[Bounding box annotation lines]
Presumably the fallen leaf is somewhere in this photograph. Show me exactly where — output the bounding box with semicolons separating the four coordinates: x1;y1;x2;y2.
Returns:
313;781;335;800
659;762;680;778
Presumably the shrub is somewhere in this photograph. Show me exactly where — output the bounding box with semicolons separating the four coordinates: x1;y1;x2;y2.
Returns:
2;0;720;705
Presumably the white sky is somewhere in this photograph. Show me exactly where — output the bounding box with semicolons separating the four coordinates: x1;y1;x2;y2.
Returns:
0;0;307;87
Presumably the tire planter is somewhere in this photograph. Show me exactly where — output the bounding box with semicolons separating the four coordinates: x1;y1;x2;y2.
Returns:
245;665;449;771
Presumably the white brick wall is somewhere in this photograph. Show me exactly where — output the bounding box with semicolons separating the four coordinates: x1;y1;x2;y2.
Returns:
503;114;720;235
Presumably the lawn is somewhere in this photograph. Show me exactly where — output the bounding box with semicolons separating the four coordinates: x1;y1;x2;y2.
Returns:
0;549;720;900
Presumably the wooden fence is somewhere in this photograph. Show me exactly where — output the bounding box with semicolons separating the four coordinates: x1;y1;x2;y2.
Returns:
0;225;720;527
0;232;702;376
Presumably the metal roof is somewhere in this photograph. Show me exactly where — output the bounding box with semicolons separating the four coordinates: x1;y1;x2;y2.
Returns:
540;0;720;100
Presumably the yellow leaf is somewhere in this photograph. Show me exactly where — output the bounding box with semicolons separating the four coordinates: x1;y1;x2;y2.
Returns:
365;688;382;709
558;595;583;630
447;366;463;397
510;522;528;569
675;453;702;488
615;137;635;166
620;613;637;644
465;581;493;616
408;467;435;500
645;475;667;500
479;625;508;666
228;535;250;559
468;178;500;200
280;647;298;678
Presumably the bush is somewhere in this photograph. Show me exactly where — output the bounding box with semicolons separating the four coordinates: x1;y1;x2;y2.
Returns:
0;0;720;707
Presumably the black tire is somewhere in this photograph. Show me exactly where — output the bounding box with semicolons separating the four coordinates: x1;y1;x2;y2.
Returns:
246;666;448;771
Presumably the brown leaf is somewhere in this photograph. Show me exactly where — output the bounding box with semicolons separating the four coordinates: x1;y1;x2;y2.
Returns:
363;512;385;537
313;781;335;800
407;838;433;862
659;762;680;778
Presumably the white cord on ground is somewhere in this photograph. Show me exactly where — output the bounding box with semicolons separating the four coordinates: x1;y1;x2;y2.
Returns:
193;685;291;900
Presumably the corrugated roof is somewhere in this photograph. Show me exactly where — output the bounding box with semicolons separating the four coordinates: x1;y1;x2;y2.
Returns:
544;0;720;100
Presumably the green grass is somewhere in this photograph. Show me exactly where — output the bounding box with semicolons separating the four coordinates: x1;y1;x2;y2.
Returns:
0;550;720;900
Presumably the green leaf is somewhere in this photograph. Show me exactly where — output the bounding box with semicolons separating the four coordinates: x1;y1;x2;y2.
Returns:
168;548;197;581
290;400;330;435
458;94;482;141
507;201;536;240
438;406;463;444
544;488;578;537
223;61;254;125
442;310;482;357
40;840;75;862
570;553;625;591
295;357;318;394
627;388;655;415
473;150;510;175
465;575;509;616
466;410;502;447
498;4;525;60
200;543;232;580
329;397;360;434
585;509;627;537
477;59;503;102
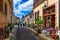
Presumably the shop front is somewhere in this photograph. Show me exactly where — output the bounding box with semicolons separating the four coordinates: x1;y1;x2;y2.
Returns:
43;5;55;28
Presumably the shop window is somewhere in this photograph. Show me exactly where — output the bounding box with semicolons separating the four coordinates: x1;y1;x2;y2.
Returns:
5;3;7;15
48;16;50;22
0;0;3;11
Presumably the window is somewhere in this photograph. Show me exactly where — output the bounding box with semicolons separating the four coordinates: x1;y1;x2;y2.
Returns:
5;3;7;15
0;0;3;11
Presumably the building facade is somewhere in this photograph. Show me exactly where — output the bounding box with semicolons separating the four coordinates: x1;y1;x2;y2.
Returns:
0;0;12;40
33;0;59;28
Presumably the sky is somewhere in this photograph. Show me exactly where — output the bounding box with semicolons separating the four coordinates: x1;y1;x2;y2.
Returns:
13;0;33;18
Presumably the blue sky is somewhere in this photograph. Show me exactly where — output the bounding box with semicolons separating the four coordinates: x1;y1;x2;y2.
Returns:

GOAL =>
Output the lines above as a JSON list of strings, one string per line, skipping blank lines. Leave the pictures out of the answer.

ANSWER TO THIS EXERCISE =>
[
  "Presumably the fallen leaf is somewhere in this photograph. Show me exactly where — output the bounding box with semicolons separating the four coordinates: x1;y1;x2;y2.",
  "Returns:",
  "313;781;335;800",
  "659;762;680;778",
  "Presumably the shrub is somewhere in this photograph. Show me exactly where — output the bounding box with semicolons separating the four coordinates: x1;y1;x2;y2.",
  "Returns:",
  "2;0;720;705",
  "Presumably the white sky is somewhere in this photograph. Show me exactly where — output the bounding box with semicolons separating the four coordinates: x1;y1;x2;y2.",
  "Returns:",
  "0;0;307;87",
  "Presumably the tire planter is somewhere in this photograph. Show me exactly where — output the bounding box with semicolons separating the four coordinates: x1;y1;x2;y2.",
  "Returns:",
  "245;665;449;771",
  "Presumably the white brick wall is somewhere in this photograph. Show me exactly where — output the bounding box with semicolons separating the four coordinates: x1;y1;x2;y2.",
  "Returns:",
  "503;114;720;235",
  "Presumably the lawn is somewhere in this photograph. Show me exactly where — output the bounding box with semicolons separating the four coordinates: x1;y1;x2;y2.",
  "Returns:",
  "0;549;720;900",
  "Presumably the wooden fence is somewhere in this photograph. Show me exactly where — output the bounding box with semicolons separating the four coordinates: x1;y1;x2;y2.",
  "Returns:",
  "0;225;720;527",
  "0;232;702;376",
  "Presumably the metal roof is somewhere in this photograph. Show me exactly where — output the bounding box with semicolons separating the four coordinates: x1;y1;x2;y2.",
  "Returns:",
  "540;0;720;100",
  "Presumably the yellow leaf is somewhere in this photograph. Show me exactly where — output the bounding box with semicolons separating the four coordinates: x1;y1;x2;y2.",
  "Returns:",
  "365;688;382;709",
  "558;595;583;630",
  "447;366;463;397",
  "510;522;528;569",
  "675;453;702;488",
  "615;137;635;166",
  "620;613;637;644",
  "465;581;493;616",
  "408;467;435;500",
  "645;475;667;500",
  "479;625;508;666",
  "228;535;250;559",
  "468;178;500;200",
  "280;647;298;678",
  "Presumably the bush is somewhere in this photograph. Show me exactly where — output the bounding box with semicolons separating the four coordinates: x1;y1;x2;y2.",
  "Returns:",
  "0;0;720;707",
  "Presumably the black tire is somewhere in this photograph. Show me exactly where — output the bounding box with semicolons separating the four coordinates: x1;y1;x2;y2.",
  "Returns:",
  "246;666;448;771",
  "Presumably the brown leaf is somewhere in this photograph. Show me exactly where — output the bounding box with semicolons separating the four coordinates: x1;y1;x2;y2.",
  "Returns:",
  "363;512;385;537",
  "313;781;335;800",
  "407;838;433;862",
  "659;762;680;778",
  "Presumably the white cord on ground is somewhere in this photograph. Show me exactly where — output the bounding box with semicolons separating the four coordinates: x1;y1;x2;y2.",
  "Returns:",
  "193;685;291;900",
  "Presumably the corrugated roof is somewhere in this photograph. Show me exactly where — output the bounding box with semicolons separating the four coordinates: x1;y1;x2;y2.",
  "Returns:",
  "544;0;720;100",
  "Presumably the green grass is somewhere in this photograph. Show me exactly where — output the bounding box with semicolons separating the four coordinates: x1;y1;x2;y2.",
  "Returns:",
  "0;550;720;900",
  "Presumably the green leaf is somewhere in this photograph. Show me exactly where — output the bounding box with semicolons separating the four coordinates: x1;y1;x2;y2.",
  "Returns:",
  "168;548;197;581",
  "290;400;330;435",
  "458;94;482;141",
  "507;201;536;240",
  "438;406;463;444",
  "544;488;578;537",
  "223;61;254;125",
  "442;310;482;357",
  "40;840;75;862",
  "570;553;625;591",
  "295;357;318;394",
  "627;388;655;415",
  "473;150;510;175",
  "465;575;509;616",
  "466;410;502;447",
  "498;4;525;60",
  "200;543;232;580",
  "329;397;360;434",
  "585;509;627;537",
  "477;59;503;102",
  "Presumably the shop front is somewhere in this photograph. Show me exactly where — output the bounding box with semicolons separating the four coordinates: x1;y1;x2;y2.",
  "Returns:",
  "43;5;55;28",
  "Presumably the shop window is somewhere in this photograph. Show me exactly where — output the bounding box with semicolons separating the four coordinates: x1;y1;x2;y2.",
  "Returns:",
  "5;3;7;15",
  "48;16;50;22",
  "0;0;3;11",
  "Presumably the window is somewhere in this photograph. Show me exactly where — output the bounding box with semicolons separating the four coordinates: x1;y1;x2;y2.",
  "Returns:",
  "5;3;7;15",
  "0;0;3;11",
  "Presumably the building facade is somewhere in this photograph. Show me exactly where — output the bounding box with semicolons separating the four coordinates: x1;y1;x2;y2.",
  "Returns:",
  "0;0;12;40",
  "33;0;59;28",
  "Presumably the sky is somewhere in this photograph. Show me exactly where — output the bounding box with semicolons separating the four coordinates: x1;y1;x2;y2.",
  "Returns:",
  "13;0;33;18",
  "Presumably the blue sky is somewhere in this photograph. Show me exactly where — output the bounding box with semicolons separating the four coordinates: x1;y1;x2;y2.",
  "Returns:"
]